→ **Excerpted passage**
%%

Patent Application
20120214719
The present invention relates to a lubricating composition, in particular to lubricating compositions for use in internal combustion engines operated under sustained high load conditions, such as marine diesel engines and power applications. More particularly, the present invention relates to a marine lubricant.
Marine lubricants are known in the art. As an example, EP 1 086 195 discloses a marine cylinder oil composition comprising a lubricating base oil and an over-based detergent component, the composition having a TBN of 50-90, and the detergent component comprising an over-based calcium sulphonate having a viscosity of at least 180 cSt at 100° C. and a TBN of about 400 or more.
Lubricating compositions for use in internal combustion engines are subject to high levels of stress. It is important that the lubricating composition provides good lubrication properties under a variety of conditions, and amongst other properties, helps to keep the engine clean, to be thermally and oxidatively stable, to provide good wear, corrosion protection and to carry heat away from the engine.
Lubricating compositions used in marine diesel engines are subject to particularly high levels of stress due,to the fact that marine engines are usually run continuously at near full load conditions for long periods of time, often in remote locations. In addition, the lubricating compositions are expected to have long lifetimes since there is often little or no opportunity for changing the lubricating compositions in a marine engine.
It will be appreciated in the art that the term “marine” does not restrict such engines to those used in water-borne vessels. That is to say, in addition said term also includes engines used for power generation applications. These highly rated, fuel efficient, slow-and medium-speed marine and stationary diesel engines operate at high pressures, high temperatures and long-strokes.
It is an object of the present invention to improve the deposit formation properties of a lubricating composition, especially for use in an internal combustion engine such as a marine diesel engine.
It is another object of the present invention to provide alternative lubricating compositions for use in an internal combustion engine.
One or more of the above or other objects can be obtained by the present invention by providing a lubricating composition at least comprising:
a base oil; and
a detergent;
wherein the detergent comprises at least 30 mol %, based on the total amount of detergent, of a sulphonate detergent having a BN (Base Number) of from 0.1 to 80 mg KOH/g;
wherein the detergent comprises from 30 to 70 mol %, based on the total amount of detergent, of a phenate detergent;
wherein the lubricating composition comprises at least 4 wt. % of detergent, based on the total weight of the composition; and
wherein the lubricating composition has a TBN (total base number) (according to ASTM D 2896) of at least 10 mg KOH/g.
It has now surprisingly been found according to the present invention that the lubricating compositions according to the present invention exhibit improved deposit formation control properties as determined according to DIN 51392 and the Komatsu Hot Tube Test.

%%

[Data entries]
%%

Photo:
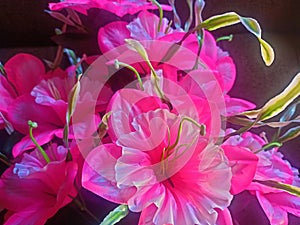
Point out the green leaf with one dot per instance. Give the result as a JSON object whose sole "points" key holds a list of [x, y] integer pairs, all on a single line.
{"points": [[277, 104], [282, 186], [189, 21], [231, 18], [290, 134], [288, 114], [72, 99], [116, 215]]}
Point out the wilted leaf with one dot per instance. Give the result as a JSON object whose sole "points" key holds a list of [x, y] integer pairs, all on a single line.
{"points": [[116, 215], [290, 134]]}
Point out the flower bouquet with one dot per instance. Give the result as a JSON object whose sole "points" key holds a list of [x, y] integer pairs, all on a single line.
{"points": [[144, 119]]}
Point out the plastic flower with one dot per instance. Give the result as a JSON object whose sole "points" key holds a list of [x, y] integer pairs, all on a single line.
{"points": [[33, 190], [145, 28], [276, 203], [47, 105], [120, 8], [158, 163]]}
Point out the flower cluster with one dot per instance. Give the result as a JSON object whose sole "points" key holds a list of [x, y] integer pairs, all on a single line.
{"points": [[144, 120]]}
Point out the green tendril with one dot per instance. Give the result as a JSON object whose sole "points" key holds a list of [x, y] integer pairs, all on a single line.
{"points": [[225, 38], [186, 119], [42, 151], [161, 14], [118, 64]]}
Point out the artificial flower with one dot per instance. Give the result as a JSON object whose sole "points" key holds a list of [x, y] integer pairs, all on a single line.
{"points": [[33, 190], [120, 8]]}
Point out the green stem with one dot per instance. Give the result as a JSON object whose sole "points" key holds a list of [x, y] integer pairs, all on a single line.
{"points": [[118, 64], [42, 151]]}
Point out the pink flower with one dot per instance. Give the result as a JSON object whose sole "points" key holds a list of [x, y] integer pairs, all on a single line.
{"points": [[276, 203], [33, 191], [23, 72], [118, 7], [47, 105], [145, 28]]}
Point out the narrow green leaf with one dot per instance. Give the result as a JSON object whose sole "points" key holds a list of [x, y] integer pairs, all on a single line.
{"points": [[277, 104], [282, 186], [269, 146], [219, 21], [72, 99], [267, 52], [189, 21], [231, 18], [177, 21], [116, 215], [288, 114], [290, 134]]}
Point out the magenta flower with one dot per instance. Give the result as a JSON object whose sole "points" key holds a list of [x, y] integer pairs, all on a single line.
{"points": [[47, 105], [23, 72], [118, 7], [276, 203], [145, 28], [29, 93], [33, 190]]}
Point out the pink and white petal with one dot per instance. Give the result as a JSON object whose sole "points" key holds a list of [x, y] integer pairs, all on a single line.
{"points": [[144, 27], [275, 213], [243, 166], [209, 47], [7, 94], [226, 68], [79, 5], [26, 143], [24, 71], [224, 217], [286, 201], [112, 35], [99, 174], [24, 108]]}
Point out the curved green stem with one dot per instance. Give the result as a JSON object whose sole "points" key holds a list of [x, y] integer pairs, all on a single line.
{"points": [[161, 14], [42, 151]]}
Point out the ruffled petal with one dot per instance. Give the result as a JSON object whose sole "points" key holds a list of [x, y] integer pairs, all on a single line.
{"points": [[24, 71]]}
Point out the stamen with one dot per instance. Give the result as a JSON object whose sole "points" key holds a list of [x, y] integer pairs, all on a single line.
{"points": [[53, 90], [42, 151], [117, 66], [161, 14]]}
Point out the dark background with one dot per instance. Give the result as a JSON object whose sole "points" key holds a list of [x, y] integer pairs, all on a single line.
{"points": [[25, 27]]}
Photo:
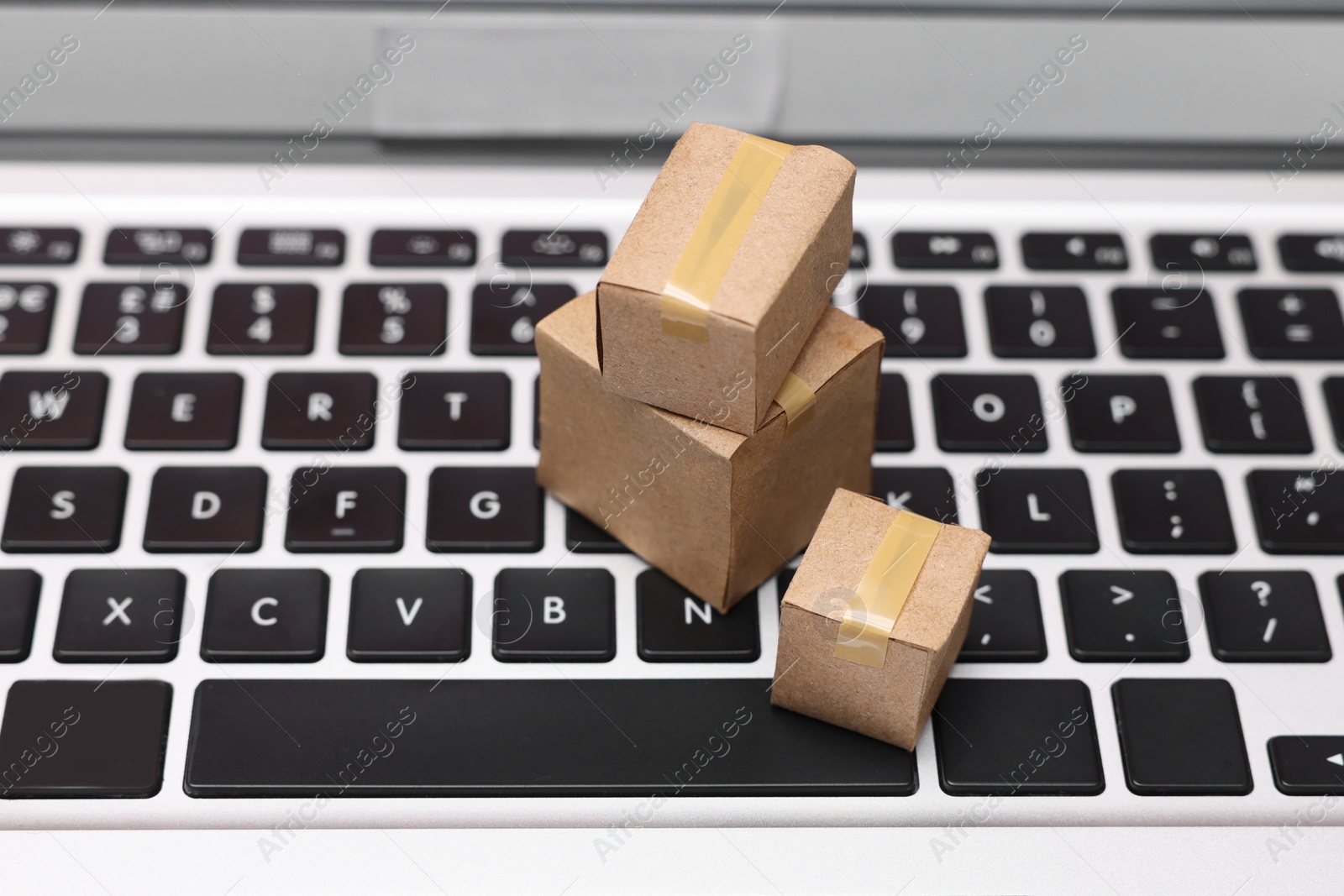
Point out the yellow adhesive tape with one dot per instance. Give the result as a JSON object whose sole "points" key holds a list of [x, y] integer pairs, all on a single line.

%%

→ **Task goal**
Reproduce word for word the part of the marine lubricant patent text that begins with the words "It will be appreciated" and ends after "marine diesel engine.".

→ **Response for this exercise**
It will be appreciated in the art that the term “marine” does not restrict such engines to those used in water-borne vessels. That is to say, in addition said term also includes engines used for power generation applications. These highly rated, fuel efficient, slow-and medium-speed marine and stationary diesel engines operate at high pressures, high temperatures and long-strokes.
It is an object of the present invention to improve the deposit formation properties of a lubricating composition, especially for use in an internal combustion engine such as a marine diesel engine.